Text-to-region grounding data
======

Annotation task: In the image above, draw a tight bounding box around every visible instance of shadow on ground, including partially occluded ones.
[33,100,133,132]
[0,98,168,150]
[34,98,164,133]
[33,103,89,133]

======

- **WHAT YOU HAVE TO DO**: Exact repetition of every record is required.

- **EXERCISE RESPONSE**:
Annotation task: In the image above, draw a tight bounding box around every visible instance of shadow on ground, including partially occluded ones.
[33,100,133,132]
[0,98,168,150]
[34,98,164,133]
[33,103,89,133]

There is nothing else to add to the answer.